- **Exercise**:
Copy out the lines below, starting with the line that contains "obj=grill lid mode=detect" and ending with the line that contains "[460,347,509,372]", with both included. Reproduce only those lines.

*** Exercise input

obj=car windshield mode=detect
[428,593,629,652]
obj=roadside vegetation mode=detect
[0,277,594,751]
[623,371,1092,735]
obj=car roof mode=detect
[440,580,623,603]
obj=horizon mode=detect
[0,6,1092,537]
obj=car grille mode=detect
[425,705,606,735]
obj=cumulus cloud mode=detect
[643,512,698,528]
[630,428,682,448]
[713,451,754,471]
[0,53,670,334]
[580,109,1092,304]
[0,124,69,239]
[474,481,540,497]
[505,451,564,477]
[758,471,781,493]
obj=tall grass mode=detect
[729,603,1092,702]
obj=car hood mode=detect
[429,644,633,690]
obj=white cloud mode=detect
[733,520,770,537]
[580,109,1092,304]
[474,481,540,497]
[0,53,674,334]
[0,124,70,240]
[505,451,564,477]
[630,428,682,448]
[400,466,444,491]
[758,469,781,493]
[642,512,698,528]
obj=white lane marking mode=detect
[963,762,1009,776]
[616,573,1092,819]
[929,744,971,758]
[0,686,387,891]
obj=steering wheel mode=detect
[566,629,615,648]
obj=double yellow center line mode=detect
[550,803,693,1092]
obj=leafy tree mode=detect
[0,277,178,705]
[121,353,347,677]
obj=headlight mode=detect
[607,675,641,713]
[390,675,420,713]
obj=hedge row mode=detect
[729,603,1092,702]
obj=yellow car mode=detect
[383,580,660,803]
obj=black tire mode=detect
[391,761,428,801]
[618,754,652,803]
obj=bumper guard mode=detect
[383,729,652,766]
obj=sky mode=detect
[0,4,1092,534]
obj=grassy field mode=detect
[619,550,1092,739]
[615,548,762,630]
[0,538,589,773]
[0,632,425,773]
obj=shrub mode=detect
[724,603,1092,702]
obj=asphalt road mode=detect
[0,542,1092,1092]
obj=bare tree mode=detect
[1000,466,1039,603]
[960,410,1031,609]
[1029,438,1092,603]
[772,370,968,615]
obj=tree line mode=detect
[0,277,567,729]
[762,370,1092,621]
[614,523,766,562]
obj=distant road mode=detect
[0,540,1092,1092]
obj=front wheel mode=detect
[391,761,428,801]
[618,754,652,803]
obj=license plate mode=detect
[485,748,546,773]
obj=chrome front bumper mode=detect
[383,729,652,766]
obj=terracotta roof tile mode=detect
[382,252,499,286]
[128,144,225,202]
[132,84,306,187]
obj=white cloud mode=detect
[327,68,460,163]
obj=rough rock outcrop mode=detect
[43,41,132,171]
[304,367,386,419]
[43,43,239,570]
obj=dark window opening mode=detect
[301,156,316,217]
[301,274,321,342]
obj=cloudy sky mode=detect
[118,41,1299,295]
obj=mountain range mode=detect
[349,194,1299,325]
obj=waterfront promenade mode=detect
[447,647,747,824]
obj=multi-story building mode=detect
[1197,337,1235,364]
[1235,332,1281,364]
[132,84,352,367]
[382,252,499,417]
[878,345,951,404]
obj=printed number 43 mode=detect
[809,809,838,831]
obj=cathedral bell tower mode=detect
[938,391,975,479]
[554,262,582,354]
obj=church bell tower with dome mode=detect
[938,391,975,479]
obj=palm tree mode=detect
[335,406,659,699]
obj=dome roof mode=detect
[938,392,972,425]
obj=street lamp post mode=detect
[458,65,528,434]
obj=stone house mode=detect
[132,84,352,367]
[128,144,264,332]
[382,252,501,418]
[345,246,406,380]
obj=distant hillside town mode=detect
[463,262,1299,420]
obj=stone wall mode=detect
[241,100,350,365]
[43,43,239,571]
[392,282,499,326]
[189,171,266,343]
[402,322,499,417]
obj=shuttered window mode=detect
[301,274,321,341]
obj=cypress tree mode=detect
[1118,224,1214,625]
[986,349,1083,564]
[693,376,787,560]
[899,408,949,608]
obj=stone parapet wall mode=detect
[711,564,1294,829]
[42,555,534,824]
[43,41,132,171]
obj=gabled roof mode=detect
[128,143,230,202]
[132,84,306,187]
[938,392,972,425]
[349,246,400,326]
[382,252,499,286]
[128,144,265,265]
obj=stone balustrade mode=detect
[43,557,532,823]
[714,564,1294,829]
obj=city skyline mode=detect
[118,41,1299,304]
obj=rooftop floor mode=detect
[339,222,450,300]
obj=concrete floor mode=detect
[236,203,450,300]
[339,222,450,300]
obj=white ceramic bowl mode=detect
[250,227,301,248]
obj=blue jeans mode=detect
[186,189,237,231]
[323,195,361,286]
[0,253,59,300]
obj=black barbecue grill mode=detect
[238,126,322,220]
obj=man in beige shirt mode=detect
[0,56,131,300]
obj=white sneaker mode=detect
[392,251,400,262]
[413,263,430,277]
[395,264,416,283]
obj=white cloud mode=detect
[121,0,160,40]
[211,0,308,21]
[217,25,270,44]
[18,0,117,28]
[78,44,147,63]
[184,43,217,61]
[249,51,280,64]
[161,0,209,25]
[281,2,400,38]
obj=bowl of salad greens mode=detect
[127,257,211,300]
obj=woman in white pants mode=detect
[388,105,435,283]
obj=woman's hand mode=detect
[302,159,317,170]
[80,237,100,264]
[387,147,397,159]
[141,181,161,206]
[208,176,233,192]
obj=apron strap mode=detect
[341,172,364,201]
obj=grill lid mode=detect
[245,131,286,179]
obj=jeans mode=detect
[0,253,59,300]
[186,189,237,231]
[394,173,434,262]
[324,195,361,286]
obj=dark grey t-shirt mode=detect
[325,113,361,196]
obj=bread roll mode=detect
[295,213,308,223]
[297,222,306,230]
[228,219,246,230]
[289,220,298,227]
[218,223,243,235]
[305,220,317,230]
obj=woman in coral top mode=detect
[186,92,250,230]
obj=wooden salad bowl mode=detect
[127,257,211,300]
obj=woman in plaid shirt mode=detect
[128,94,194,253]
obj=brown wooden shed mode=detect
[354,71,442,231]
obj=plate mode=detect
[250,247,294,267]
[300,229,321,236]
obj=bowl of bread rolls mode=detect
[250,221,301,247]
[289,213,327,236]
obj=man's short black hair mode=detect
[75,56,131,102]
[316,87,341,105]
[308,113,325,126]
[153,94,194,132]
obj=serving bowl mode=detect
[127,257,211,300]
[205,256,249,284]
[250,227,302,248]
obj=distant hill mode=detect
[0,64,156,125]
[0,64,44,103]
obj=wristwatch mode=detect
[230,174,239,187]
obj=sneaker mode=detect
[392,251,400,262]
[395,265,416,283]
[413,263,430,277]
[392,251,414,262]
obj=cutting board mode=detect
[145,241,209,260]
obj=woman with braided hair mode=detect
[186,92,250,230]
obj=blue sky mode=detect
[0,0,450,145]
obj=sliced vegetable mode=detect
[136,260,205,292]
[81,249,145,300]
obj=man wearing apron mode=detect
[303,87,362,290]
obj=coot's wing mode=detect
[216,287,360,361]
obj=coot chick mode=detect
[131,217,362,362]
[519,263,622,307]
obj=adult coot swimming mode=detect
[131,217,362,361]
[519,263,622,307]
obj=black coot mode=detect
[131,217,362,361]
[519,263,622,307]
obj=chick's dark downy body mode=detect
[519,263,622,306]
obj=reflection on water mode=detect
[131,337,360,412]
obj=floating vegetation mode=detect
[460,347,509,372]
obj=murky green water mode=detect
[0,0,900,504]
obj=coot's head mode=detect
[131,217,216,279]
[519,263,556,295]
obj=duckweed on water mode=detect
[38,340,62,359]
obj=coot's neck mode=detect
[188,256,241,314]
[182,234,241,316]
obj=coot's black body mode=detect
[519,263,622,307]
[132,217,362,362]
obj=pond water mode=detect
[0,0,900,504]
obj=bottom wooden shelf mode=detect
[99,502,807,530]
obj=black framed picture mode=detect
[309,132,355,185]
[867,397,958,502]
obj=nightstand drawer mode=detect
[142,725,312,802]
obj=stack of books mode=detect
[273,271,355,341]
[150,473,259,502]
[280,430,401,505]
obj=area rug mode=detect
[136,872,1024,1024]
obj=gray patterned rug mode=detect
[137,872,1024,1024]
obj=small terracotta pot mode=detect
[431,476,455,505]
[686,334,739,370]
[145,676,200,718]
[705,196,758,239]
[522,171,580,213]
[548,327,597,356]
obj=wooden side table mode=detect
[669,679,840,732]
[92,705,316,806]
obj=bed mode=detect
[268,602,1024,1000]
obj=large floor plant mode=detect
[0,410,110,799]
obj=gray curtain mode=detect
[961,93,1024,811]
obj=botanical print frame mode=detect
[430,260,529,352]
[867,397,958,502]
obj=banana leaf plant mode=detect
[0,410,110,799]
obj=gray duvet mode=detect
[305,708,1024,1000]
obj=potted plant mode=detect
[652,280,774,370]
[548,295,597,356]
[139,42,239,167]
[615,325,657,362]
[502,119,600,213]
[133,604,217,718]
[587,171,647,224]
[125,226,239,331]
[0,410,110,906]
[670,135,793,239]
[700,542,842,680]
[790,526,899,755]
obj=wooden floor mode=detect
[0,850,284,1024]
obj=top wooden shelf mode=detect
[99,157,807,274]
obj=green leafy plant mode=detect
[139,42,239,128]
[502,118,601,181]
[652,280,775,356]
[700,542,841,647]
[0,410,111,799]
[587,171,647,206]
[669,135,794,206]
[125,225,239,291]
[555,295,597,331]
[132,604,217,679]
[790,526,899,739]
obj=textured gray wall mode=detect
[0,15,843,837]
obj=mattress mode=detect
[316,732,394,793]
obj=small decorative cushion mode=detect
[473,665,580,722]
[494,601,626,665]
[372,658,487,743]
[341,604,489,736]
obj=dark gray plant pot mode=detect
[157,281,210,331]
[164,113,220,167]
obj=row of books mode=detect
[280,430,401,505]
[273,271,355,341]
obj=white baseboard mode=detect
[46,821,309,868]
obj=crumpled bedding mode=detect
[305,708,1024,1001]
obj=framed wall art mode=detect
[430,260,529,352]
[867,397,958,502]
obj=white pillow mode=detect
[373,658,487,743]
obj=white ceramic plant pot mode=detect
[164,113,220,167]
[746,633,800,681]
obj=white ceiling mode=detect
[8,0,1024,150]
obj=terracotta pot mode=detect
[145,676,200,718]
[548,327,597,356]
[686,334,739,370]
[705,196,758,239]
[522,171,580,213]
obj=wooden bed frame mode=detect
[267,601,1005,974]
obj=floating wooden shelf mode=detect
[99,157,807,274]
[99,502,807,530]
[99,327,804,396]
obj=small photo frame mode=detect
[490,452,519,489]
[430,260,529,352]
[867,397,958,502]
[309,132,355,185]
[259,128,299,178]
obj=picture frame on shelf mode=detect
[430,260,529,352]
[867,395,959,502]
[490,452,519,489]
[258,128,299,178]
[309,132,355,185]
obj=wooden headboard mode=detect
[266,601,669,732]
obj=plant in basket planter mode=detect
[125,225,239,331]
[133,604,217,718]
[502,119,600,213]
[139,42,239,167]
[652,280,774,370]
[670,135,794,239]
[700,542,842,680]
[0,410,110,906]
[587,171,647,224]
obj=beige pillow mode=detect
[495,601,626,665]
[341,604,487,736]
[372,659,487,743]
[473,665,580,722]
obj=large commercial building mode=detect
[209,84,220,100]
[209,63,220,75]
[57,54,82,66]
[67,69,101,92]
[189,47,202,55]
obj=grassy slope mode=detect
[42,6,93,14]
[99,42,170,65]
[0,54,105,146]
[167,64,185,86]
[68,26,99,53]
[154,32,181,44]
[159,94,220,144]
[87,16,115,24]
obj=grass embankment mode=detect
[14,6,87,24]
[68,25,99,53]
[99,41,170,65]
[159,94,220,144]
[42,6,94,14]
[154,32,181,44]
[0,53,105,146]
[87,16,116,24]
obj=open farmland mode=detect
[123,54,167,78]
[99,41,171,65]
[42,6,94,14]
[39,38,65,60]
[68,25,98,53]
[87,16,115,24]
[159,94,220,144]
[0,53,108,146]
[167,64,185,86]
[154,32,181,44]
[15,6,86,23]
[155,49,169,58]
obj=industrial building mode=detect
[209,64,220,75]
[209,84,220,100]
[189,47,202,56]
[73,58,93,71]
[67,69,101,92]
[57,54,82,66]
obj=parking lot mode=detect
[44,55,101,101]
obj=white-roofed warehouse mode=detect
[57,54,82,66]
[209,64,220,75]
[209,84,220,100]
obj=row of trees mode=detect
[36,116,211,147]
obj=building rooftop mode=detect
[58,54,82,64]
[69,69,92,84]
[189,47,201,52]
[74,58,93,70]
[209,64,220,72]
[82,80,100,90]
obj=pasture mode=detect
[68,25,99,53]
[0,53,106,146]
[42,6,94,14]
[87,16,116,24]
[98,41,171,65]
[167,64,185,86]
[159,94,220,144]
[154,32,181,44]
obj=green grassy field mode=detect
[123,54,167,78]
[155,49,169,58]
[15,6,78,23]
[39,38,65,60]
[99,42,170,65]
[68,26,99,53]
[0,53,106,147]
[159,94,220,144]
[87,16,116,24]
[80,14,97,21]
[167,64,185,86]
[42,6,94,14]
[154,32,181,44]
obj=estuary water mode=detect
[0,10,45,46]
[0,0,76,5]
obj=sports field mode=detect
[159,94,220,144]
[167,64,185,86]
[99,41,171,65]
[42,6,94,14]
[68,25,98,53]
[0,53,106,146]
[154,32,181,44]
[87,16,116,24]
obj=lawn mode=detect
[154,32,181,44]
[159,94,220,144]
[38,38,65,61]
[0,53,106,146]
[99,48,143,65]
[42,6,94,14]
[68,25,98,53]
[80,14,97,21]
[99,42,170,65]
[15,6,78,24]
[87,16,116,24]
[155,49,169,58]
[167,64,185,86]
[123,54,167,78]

******

- **Output of the task**:
obj=grill lid mode=detect
[245,131,286,179]
obj=jeans mode=detect
[0,253,59,300]
[186,189,237,231]
[394,173,434,262]
[324,195,361,286]
obj=dark grey t-shirt mode=detect
[325,113,361,196]
obj=bread roll mode=detect
[295,213,308,223]
[297,222,306,230]
[228,219,246,230]
[289,220,298,227]
[218,223,243,235]
[305,220,317,230]
obj=woman in coral top mode=detect
[186,92,250,230]
obj=wooden salad bowl mode=detect
[127,257,211,300]
obj=woman in plaid shirt mode=detect
[128,94,194,253]
obj=brown wooden shed mode=detect
[354,71,442,231]
obj=plate mode=detect
[250,247,294,267]
[300,229,321,236]
obj=bowl of bread rolls mode=detect
[250,221,301,247]
[289,213,327,236]
obj=man's short black hair mode=detect
[75,56,131,102]
[316,87,341,105]
[308,113,325,126]
[153,94,194,132]
obj=serving bowl mode=detect
[127,257,211,300]
[205,256,249,284]
[250,227,302,248]
obj=distant hill mode=detect
[0,64,156,125]
[0,64,44,103]
obj=wristwatch mode=detect
[230,174,239,187]
obj=sneaker mode=detect
[392,251,400,262]
[395,265,416,283]
[413,263,430,277]
[392,251,414,262]
obj=cutting board mode=detect
[145,241,209,260]
obj=woman with braided hair mode=detect
[186,92,250,230]
obj=blue sky mode=detect
[0,0,450,145]
obj=sliced vegetable mode=detect
[136,260,205,292]
[81,249,145,300]
obj=man wearing apron mode=detect
[303,87,362,290]
obj=coot's wing mode=detect
[216,287,360,361]
obj=coot chick mode=detect
[131,217,362,362]
[519,263,622,307]
obj=adult coot swimming mode=detect
[131,217,362,361]
[519,263,622,307]
obj=black coot mode=detect
[131,217,362,361]
[519,263,622,307]
obj=chick's dark downy body mode=detect
[519,263,622,306]
obj=reflection on water mode=detect
[131,337,360,412]
obj=floating vegetation mode=detect
[460,347,509,372]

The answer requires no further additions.